# What you should do
Repeat the whole listing exactly, leaving nothing out.

# Given data
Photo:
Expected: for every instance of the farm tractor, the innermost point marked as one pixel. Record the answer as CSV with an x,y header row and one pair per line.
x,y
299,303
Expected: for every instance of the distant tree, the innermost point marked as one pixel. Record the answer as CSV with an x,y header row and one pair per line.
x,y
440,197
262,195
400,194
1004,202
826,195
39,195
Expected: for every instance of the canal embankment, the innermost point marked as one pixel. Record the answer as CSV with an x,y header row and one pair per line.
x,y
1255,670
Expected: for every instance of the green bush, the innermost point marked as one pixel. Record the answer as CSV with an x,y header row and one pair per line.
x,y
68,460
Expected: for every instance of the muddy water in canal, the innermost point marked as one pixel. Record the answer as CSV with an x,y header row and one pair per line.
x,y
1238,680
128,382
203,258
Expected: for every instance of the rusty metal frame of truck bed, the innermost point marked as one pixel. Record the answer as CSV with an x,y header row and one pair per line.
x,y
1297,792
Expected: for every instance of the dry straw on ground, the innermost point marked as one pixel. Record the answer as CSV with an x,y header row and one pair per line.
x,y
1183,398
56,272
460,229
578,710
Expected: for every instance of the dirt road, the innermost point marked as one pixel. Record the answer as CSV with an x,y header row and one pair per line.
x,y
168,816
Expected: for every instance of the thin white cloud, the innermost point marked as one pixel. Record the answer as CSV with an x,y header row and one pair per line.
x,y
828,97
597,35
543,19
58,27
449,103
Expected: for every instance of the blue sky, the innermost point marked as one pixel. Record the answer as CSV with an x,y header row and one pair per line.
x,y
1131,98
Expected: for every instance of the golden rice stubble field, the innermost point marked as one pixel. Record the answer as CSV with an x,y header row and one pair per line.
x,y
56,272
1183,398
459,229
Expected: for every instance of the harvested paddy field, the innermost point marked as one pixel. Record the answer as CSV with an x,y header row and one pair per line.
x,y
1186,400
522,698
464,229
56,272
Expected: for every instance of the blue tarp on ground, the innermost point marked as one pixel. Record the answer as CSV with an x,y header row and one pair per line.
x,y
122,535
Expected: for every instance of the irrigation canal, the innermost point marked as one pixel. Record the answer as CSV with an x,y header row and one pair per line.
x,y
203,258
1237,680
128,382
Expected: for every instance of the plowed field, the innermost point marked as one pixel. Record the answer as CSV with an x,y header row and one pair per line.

# Problem solution
Photo:
Expected: for every instance of the farm tractor, the innermost point marked as one pixel. Record the answer as CSV with an x,y header row and one pair per line.
x,y
299,303
Expected: for every instance of the distant tree, the innermost point marked as one pixel. Record the answer as CSV with an x,y header row and one pair per line.
x,y
440,197
262,195
400,194
1004,202
826,195
39,195
Expected: for every instance of the canal embankment, the innermost point marked as one pixel. Record the answer as CSV with an x,y header row and one pair per line.
x,y
1255,670
Expected: for every instance of the green bush, the innermost point marked as one pixel. Record the answer as CSV with an x,y header row and one pair per line.
x,y
68,460
Expected: for every instance of the muddy water in canal, the innermost point marked as one pixel. Record the answer as CSV with an x,y header row and one pair per line.
x,y
1238,680
128,382
203,258
Expected: for every instance of the rusty metal frame of truck bed, the innermost point marked as one pixel. Record the answer as CSV with an x,y header row and one pair per line.
x,y
1297,792
Expected: for every instance of the dry straw on ground, the innermost point marked as one pixel. Record the answer as CSV with an x,y header row and one pair per line.
x,y
1183,398
56,272
460,229
578,710
Expected: for every instance of the dirt road, the innermost point marked as one pixel. Record the answer as CSV with an x,y header row and one pair per line.
x,y
168,816
Expected: for every instance of the thin white cloud, the innermost point marked as one pixel. Record the answer as CSV with an x,y header row and one pair per line.
x,y
828,97
597,35
543,19
58,27
449,103
Expected: for every instance of the blue sky, the innermost point marked as one pixel. Record the answer as CSV with an x,y header row and one pair per line.
x,y
1131,98
Expected: for every instance of the golden rice stubble field, the innermost point marked as one pixel. Record the answer as CSV with an x,y header row and one pair per line.
x,y
56,272
1183,398
459,229
Expected: for every instance of the harvested paddy field, the innermost point marked as one pixel. Record the answer as CSV with an x,y header row and one pair per line.
x,y
1186,400
522,698
464,229
56,272
Expected: for every instance of the blue tarp on ground, the innermost point marked as one pixel. Record the answer as CSV with an x,y header row and one pair per line.
x,y
122,535
Expected: for every instance of the irrigation canal, the innermost point marked as one pixel. Record the answer as CSV with an x,y header row and one pair per line.
x,y
203,258
1237,680
128,382
Expected: for every instance of the plowed field, the innermost point marked as one pixel. Record the answer as CSV with an x,y header row and one pair per line.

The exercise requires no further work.